(Provided text):
- CMS is axing its proposed Medicaid Fiscal Accountability Rule, agency head Seema Verma announced via Twitter late Monday afternoon, in a move quickly cheered by provider organizations.
- The rule proposed last year would have increased federal oversight of how states fund their Medicaid programs and potentially resulted in funding cuts for the cash-strapped safety net insurance. Myriad providers, patient advocacy groups and lawmakers in both states and the halls of Congress opposed the rule as a result.
- “We’ve listened closely to concerns that have been raised by our state and provider partners about potential unintended consequences of the proposed rule, which require further study. Therefore, CMS is withdrawing the rule from the regulatory agenda,” Verma said.
MFAR was designed to increase fiscal transparency in the 55-year-old Medicaid program, but was quickly met with a firestorm of controversy, with even bipartisan House and Senate members raising concerns it could lead to states being forced to choose between program cuts or raising taxes to replace the lost funding.

(Provided material):
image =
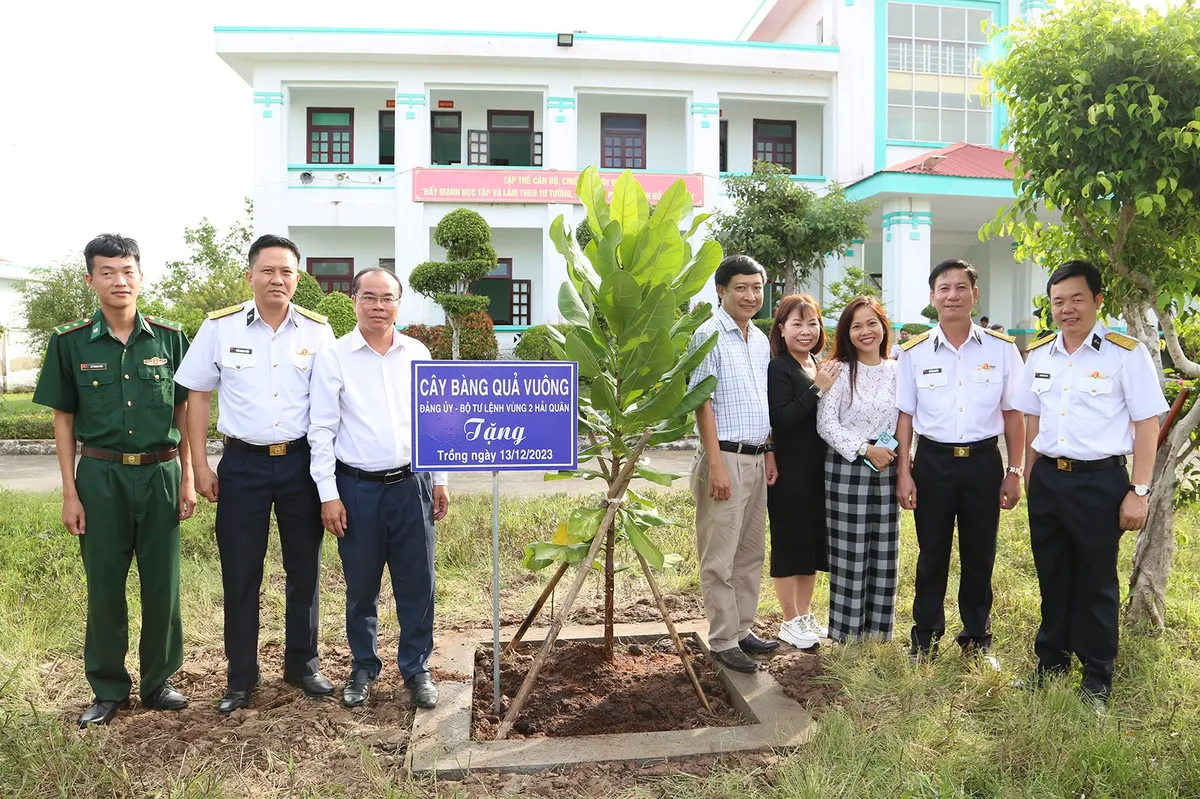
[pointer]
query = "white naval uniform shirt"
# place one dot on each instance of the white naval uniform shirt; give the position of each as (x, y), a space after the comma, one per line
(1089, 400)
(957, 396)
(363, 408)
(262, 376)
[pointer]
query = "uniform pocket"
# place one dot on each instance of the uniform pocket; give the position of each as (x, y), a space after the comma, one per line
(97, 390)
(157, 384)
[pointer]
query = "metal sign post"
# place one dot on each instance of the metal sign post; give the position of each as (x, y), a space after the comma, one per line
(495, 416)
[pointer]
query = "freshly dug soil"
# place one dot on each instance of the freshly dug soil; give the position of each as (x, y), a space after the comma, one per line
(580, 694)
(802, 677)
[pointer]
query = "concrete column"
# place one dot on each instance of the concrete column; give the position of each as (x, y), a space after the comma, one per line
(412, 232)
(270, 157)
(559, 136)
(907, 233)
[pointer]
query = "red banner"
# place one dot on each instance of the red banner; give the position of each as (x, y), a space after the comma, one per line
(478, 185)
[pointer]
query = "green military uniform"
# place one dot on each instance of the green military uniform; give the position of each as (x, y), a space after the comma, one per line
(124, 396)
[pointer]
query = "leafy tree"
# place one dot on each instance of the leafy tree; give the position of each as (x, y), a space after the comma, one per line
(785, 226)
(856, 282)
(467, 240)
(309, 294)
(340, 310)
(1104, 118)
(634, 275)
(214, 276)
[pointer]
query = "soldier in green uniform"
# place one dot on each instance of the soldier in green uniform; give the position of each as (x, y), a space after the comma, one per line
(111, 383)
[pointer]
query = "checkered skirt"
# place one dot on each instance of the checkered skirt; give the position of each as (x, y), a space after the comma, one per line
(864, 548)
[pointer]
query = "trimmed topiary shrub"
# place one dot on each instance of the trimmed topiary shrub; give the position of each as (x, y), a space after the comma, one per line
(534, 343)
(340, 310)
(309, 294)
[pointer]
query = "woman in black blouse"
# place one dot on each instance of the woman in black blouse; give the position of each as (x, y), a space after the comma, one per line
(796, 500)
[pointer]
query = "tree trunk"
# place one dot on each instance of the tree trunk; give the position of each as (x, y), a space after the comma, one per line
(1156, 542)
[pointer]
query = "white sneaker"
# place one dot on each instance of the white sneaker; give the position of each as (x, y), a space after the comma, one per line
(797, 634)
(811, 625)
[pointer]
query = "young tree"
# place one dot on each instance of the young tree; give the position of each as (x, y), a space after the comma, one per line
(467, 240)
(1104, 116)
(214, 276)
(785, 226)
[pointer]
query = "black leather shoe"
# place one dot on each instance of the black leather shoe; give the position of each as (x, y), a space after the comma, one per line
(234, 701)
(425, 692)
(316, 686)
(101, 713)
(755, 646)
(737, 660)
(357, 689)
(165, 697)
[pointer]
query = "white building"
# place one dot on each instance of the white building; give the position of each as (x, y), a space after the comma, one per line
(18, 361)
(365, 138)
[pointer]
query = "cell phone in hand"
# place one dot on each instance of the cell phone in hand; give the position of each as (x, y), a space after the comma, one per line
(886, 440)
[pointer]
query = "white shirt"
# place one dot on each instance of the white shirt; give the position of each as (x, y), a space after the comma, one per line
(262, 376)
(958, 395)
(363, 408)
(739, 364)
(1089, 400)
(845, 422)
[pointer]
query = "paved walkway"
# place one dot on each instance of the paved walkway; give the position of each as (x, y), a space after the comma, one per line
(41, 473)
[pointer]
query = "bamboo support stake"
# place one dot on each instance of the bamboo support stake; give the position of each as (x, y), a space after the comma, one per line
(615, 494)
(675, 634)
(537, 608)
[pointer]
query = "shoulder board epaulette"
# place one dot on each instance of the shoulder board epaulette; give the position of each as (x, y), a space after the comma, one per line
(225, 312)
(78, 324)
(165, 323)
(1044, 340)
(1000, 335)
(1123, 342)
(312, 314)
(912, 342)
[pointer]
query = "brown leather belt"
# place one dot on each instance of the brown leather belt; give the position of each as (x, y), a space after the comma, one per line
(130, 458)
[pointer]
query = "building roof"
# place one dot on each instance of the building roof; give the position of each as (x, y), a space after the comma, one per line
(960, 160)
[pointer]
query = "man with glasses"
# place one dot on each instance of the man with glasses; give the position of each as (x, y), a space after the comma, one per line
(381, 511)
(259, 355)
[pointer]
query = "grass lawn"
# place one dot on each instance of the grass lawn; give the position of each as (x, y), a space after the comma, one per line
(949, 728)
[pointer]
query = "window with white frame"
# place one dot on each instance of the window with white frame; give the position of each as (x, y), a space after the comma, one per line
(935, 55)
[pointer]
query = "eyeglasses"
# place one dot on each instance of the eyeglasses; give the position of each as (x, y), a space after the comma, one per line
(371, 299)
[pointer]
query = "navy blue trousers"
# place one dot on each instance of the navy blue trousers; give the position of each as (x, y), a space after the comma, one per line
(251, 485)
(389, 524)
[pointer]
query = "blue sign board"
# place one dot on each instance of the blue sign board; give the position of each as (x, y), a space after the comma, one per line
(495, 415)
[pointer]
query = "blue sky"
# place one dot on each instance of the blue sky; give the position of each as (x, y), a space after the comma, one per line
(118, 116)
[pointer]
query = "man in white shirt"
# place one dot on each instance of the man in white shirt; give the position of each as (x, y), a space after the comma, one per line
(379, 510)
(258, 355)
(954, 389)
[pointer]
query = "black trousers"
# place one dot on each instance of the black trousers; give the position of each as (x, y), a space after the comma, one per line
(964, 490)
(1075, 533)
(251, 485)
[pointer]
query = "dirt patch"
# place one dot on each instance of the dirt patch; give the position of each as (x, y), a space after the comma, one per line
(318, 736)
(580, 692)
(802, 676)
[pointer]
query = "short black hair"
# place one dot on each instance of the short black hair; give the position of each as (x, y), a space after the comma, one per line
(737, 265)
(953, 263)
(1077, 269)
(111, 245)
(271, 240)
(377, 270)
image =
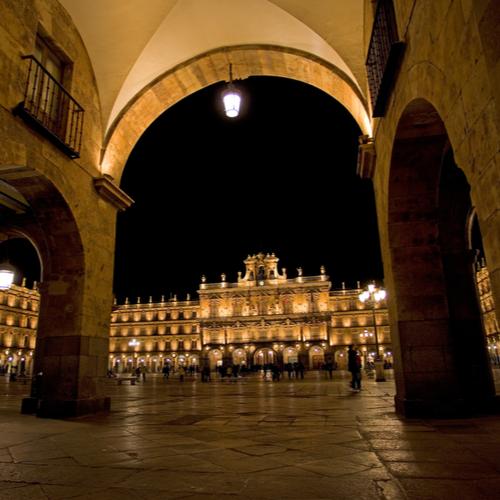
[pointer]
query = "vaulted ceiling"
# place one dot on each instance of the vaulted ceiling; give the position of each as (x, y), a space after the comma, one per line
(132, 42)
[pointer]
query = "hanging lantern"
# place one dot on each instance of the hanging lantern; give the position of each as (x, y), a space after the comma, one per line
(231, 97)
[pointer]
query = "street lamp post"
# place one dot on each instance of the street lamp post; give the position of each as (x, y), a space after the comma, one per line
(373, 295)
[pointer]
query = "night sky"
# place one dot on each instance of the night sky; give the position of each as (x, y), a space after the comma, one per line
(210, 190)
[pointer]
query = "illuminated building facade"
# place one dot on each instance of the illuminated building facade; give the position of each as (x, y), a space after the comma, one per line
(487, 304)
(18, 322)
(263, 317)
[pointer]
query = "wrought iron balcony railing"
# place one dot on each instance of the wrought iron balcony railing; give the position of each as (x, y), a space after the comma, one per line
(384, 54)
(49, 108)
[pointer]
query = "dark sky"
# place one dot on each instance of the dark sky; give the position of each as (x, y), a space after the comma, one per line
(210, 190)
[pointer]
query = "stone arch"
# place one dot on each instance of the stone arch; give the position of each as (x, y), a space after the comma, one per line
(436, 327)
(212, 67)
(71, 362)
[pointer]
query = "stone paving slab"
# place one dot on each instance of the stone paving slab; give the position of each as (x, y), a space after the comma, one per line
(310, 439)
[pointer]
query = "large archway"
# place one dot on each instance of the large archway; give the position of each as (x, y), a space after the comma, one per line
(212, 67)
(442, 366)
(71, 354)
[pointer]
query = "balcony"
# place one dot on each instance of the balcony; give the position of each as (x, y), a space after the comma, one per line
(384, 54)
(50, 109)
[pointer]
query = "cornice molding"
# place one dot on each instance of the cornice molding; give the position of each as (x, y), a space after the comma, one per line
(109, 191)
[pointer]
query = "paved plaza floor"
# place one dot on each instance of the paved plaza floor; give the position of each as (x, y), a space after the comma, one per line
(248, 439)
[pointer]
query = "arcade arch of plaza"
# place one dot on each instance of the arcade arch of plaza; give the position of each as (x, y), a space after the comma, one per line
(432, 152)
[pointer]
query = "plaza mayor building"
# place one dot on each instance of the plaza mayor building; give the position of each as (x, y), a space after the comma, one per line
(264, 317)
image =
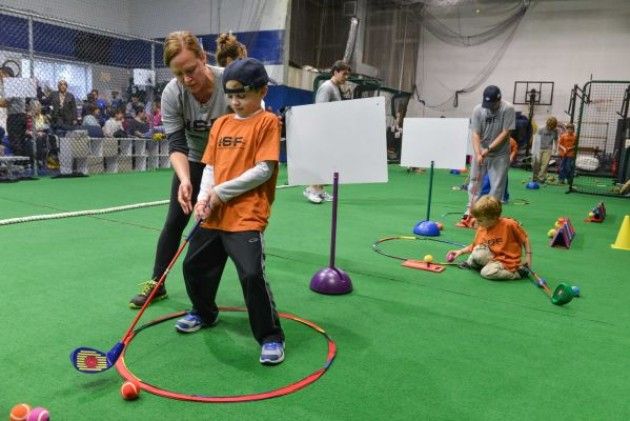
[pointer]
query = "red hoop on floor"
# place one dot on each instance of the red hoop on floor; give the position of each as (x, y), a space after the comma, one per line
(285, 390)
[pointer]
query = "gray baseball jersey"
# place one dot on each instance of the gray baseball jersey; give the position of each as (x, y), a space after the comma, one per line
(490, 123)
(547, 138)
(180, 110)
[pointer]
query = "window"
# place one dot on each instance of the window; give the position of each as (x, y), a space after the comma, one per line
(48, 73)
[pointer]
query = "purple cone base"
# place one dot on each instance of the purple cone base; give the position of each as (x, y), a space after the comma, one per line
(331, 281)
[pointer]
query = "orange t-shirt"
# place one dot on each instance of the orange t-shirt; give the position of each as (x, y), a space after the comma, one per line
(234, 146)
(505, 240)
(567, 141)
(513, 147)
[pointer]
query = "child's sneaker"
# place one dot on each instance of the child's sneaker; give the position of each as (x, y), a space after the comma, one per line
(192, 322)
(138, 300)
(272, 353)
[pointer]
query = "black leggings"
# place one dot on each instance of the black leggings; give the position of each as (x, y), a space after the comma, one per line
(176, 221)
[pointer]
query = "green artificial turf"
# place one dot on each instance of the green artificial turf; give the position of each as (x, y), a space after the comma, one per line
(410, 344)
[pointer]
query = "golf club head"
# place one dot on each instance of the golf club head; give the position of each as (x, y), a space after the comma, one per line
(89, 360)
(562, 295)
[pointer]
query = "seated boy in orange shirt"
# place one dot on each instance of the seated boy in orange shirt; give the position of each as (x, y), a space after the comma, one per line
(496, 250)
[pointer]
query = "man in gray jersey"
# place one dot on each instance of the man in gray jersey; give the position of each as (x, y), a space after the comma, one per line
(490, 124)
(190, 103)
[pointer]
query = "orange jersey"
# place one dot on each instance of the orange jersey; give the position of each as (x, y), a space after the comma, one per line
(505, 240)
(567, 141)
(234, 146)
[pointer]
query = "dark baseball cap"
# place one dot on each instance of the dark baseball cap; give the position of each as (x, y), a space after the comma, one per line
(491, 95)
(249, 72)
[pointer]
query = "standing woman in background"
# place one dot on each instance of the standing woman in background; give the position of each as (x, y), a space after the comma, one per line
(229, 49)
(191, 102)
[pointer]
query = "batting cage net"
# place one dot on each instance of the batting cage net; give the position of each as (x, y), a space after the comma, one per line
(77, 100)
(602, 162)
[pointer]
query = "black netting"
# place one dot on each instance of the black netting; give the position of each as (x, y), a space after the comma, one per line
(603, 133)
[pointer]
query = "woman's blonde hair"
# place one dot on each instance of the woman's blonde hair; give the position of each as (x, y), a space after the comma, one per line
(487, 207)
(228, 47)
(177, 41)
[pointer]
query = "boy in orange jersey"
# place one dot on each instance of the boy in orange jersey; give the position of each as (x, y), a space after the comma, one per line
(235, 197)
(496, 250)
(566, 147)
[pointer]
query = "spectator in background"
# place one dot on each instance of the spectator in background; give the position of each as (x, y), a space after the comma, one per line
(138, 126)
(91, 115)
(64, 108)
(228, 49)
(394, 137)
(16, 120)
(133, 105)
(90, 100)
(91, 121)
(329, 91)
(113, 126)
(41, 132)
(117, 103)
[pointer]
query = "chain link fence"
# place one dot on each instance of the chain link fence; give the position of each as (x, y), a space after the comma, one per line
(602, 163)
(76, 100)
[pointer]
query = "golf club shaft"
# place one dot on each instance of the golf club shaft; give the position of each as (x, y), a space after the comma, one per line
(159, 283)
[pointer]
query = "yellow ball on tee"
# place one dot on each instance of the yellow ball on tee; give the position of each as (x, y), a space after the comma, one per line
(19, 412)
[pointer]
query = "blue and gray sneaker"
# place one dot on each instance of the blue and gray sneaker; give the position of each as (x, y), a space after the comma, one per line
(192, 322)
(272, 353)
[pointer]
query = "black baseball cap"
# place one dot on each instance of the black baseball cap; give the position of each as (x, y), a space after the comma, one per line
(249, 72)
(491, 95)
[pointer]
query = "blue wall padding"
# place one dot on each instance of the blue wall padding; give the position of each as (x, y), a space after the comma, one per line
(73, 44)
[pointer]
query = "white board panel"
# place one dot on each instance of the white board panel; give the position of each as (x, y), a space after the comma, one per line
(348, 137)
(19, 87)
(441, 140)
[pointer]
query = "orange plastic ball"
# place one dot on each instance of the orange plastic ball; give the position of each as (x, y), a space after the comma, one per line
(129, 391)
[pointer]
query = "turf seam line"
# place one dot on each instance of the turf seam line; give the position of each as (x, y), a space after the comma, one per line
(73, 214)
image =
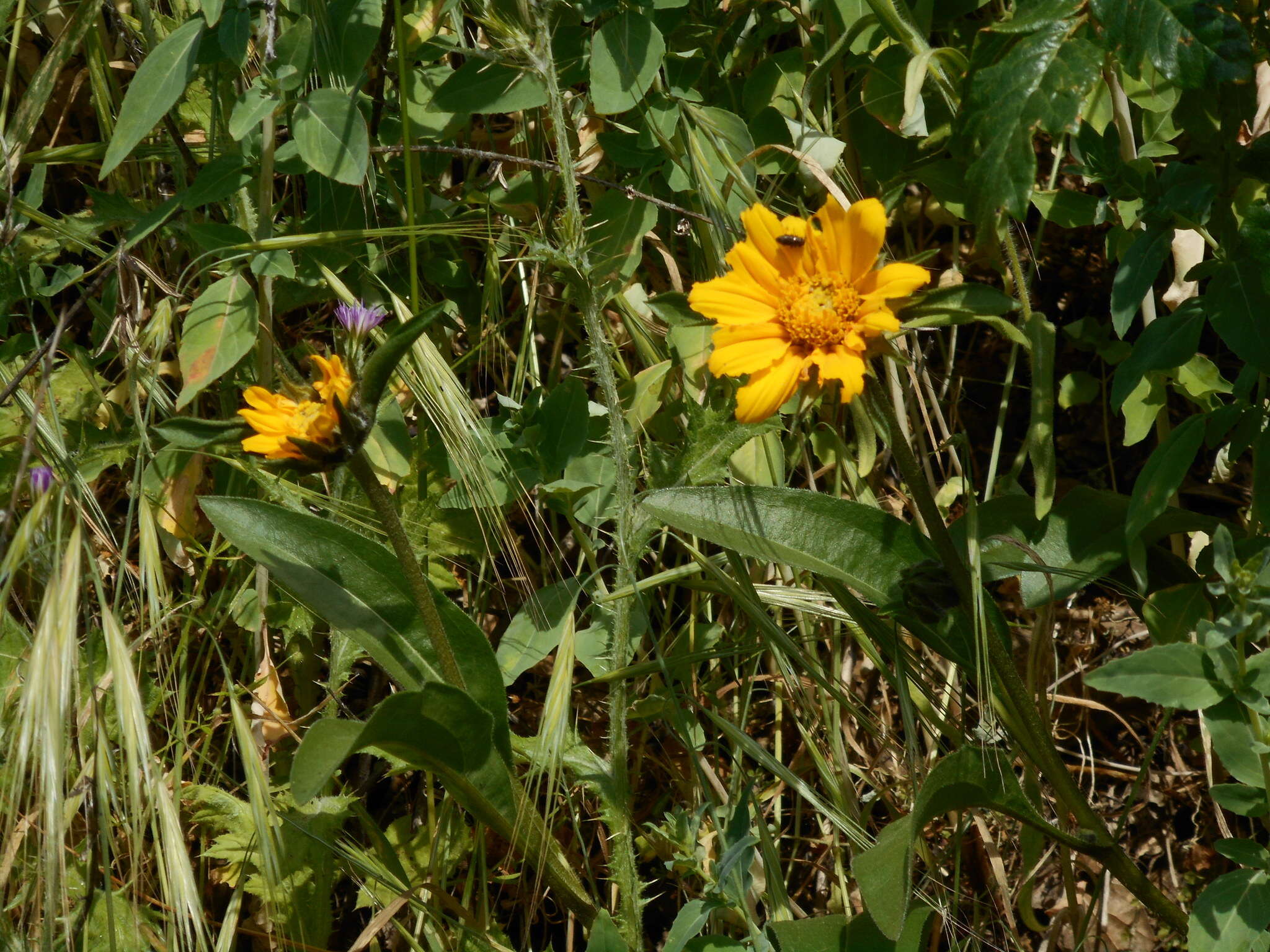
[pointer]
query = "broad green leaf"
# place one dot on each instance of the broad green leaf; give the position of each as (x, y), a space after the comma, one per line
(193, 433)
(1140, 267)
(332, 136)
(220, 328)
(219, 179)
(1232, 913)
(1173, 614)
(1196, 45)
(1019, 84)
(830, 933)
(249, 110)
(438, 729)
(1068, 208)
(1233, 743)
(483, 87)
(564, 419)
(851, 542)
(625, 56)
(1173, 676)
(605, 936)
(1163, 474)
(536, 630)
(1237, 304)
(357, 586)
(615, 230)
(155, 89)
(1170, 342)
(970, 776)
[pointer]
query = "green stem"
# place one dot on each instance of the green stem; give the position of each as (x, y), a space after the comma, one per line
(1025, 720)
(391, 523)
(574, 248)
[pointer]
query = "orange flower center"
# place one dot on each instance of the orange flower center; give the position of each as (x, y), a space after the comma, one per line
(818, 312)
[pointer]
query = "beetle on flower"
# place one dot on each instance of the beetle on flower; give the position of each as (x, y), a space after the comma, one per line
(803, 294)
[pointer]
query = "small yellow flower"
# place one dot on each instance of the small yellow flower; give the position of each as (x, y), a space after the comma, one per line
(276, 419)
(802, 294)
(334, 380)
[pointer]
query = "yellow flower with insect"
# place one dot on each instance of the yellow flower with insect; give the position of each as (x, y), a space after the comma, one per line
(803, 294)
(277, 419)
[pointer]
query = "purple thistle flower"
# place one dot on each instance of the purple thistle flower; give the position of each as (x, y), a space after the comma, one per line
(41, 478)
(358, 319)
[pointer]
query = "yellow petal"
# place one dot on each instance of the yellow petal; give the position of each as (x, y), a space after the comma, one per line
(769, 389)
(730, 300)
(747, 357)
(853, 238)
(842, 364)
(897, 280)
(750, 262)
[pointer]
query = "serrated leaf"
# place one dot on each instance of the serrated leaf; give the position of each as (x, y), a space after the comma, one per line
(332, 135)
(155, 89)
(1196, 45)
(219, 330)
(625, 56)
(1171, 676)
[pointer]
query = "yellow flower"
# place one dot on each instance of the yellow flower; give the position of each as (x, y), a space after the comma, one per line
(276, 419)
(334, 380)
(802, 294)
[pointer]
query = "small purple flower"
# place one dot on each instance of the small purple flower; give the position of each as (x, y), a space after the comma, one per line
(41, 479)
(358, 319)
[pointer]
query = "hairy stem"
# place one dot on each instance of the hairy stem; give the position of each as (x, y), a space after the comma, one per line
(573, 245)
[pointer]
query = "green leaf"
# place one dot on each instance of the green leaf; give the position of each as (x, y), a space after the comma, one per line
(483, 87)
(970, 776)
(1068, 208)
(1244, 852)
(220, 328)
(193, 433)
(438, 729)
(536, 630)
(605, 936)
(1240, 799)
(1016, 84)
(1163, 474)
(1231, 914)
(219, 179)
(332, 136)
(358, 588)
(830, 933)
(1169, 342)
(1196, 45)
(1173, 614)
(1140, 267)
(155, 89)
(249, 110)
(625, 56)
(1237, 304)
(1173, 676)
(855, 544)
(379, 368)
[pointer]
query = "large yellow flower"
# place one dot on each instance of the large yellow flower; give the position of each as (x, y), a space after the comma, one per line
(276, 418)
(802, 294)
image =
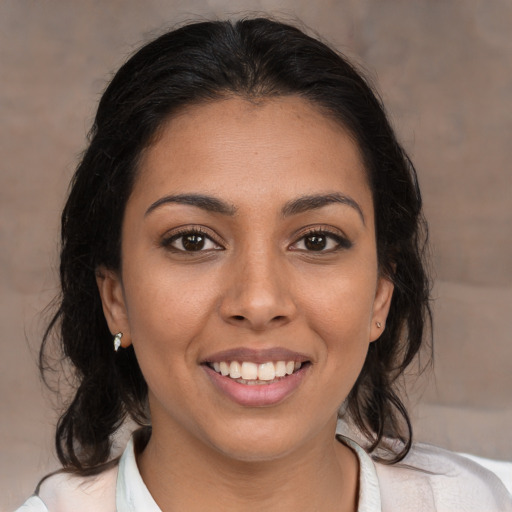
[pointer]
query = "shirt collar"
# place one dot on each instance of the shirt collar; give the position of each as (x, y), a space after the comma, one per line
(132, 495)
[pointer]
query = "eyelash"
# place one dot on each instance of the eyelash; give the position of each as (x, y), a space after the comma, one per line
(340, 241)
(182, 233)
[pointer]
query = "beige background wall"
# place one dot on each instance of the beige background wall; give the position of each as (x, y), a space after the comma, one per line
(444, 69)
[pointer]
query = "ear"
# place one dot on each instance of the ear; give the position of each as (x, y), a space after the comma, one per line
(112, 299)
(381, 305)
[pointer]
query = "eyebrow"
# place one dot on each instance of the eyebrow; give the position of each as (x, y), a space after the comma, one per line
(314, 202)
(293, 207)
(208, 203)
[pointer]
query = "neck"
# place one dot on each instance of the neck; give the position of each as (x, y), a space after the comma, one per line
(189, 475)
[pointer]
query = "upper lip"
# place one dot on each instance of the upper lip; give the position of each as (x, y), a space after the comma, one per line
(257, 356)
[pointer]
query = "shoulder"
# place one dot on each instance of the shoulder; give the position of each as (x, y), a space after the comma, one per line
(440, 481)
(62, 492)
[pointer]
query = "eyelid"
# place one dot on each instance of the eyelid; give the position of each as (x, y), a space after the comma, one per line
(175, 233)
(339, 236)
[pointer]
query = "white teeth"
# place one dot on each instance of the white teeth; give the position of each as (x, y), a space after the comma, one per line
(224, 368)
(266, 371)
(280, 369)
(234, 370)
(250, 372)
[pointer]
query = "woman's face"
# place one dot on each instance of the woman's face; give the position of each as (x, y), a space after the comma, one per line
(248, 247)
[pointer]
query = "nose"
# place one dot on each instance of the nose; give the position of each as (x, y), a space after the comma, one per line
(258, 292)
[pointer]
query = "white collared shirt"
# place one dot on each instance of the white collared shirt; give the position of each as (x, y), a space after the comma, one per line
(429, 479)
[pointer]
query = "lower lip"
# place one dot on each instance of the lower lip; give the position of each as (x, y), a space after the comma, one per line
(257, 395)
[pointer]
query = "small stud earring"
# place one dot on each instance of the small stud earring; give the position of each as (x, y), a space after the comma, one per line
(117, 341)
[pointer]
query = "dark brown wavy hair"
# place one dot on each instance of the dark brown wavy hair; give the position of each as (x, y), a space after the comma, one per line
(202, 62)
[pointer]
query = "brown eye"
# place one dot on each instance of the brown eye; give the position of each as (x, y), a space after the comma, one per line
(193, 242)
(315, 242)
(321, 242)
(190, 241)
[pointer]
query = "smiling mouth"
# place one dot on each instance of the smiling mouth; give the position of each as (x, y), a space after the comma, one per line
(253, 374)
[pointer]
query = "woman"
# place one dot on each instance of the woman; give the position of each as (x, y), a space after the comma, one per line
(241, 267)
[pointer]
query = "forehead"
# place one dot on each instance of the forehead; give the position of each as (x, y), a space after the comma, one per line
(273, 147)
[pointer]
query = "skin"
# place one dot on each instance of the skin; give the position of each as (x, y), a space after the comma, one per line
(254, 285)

(What is being asked): In the article about the Medicaid Fiscal Accountability Rule, how did Seema Verma announce that CMS was withdrawing the rule?

(Expected answer): She announced it via Twitter late Monday afternoon.